### PROVIDED ENTRIES
◆ ◆ ◆ ◆

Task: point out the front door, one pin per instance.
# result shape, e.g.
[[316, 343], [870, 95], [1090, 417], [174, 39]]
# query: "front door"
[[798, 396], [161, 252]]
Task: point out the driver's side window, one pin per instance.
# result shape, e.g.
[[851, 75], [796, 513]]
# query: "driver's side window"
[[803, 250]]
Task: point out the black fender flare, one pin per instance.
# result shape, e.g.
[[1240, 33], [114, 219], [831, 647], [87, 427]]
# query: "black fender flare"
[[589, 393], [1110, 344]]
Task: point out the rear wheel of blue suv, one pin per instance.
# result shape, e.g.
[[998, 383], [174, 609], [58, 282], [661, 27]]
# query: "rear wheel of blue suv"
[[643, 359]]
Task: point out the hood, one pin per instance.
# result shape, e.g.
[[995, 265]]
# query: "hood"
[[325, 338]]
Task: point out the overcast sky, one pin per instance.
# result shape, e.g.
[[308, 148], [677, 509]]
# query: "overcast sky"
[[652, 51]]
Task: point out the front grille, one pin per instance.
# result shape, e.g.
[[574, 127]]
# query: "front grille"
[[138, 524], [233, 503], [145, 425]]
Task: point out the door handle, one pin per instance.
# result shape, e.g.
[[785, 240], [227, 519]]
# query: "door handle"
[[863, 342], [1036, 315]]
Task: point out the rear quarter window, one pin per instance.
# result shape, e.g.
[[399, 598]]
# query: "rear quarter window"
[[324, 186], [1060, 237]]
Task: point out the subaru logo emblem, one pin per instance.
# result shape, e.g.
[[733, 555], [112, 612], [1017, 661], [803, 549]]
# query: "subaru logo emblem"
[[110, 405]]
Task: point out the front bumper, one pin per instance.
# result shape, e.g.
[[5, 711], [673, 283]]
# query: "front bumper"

◆ ◆ ◆ ◆

Recast every row above as a numbered list, one line per item, and omit any blank lines.

1. Task: point out the front door, one pin per instance.
2. # result shape, e.g.
3. [[316, 343], [870, 95], [1090, 417], [174, 39]]
4. # query: "front door"
5. [[798, 396], [161, 252]]
6. Task: point out the driver's side window, one pin per instance.
7. # result shape, e.g.
8. [[851, 75], [796, 513]]
9. # query: "driver's side window"
10. [[803, 250]]
11. Task: point out the black fender flare, one pin per instance.
12. # result shape, e.g.
13. [[1240, 33], [114, 219], [831, 647], [87, 427]]
14. # query: "black fender flare"
15. [[589, 393], [1110, 344]]
16. Task: point out the rear wheel of blue suv, one pin per instance.
17. # result shape, e.g.
18. [[998, 383], [174, 609], [58, 282], [661, 27]]
19. # query: "rear wheel of blue suv"
20. [[643, 359]]
21. Task: point out the hood, one pin per instance.
22. # result shape, e.g.
23. [[995, 265]]
24. # query: "hood"
25. [[325, 338]]
26. Task: point out the overcast sky, one pin per instance.
27. # result shape, e.g.
28. [[308, 148], [677, 509]]
29. # query: "overcast sky"
30. [[652, 51]]
31. Task: point out the front grille, one pin per instance.
32. # result shape, e.g.
33. [[574, 127]]
34. # query: "front grille"
35. [[138, 524], [233, 503], [145, 425]]
36. Task: point out the door handle, one pin per instance.
37. # result shape, e.g.
38. [[785, 240], [227, 519]]
39. # query: "door handle"
40. [[863, 342], [1036, 315]]
41. Task: point out the rear quarter window, one pin per instance.
42. # result shape, e.g.
43. [[399, 598]]
44. # query: "rear quarter window"
45. [[324, 186], [1060, 237]]
46. Task: point out the subaru logo emblem, one pin per instance.
47. # result shape, e.g.
48. [[733, 555], [112, 612], [1017, 661], [803, 549]]
49. # query: "subaru logo emblem"
50. [[110, 405]]
51. Task: point out the front bumper, one pin per instance.
52. # result shape, e.g.
53. [[5, 711], [673, 283]]
54. # query: "front bumper"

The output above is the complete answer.